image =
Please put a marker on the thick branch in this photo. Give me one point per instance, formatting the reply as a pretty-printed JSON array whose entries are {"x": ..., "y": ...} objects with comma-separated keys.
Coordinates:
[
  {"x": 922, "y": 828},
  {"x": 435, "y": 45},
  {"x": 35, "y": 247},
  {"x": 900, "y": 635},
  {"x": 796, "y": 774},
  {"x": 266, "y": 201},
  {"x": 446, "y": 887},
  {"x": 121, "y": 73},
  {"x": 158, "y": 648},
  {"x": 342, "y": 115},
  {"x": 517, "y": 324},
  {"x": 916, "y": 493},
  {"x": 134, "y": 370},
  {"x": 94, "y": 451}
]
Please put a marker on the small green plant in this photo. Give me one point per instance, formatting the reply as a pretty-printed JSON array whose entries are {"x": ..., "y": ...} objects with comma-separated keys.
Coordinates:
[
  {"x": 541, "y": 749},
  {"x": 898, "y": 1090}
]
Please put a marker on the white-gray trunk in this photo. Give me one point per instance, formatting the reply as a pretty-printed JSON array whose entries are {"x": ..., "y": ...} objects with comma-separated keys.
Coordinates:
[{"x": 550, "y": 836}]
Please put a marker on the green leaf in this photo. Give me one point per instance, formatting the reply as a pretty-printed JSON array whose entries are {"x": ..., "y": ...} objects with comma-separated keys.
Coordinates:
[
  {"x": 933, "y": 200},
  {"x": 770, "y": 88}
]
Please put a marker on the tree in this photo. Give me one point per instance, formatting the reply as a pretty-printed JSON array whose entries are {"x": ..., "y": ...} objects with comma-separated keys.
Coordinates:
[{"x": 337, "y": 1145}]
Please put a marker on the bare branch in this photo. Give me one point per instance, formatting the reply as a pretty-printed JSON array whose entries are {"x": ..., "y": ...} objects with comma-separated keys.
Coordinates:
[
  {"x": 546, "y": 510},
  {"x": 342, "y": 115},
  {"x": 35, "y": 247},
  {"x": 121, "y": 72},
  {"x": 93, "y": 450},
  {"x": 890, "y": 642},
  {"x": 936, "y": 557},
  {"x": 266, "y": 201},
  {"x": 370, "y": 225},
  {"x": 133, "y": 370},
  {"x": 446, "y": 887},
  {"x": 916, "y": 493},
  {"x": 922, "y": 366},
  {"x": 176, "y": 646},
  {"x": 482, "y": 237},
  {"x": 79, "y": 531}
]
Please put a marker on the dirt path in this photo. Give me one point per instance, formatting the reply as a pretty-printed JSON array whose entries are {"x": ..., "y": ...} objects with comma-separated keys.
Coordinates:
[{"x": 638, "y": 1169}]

++++++

DESCRIPTION OF THE TASK: Tally the lines of the material above that include the string "instance", then give only the tally.

TASK RESULT: 7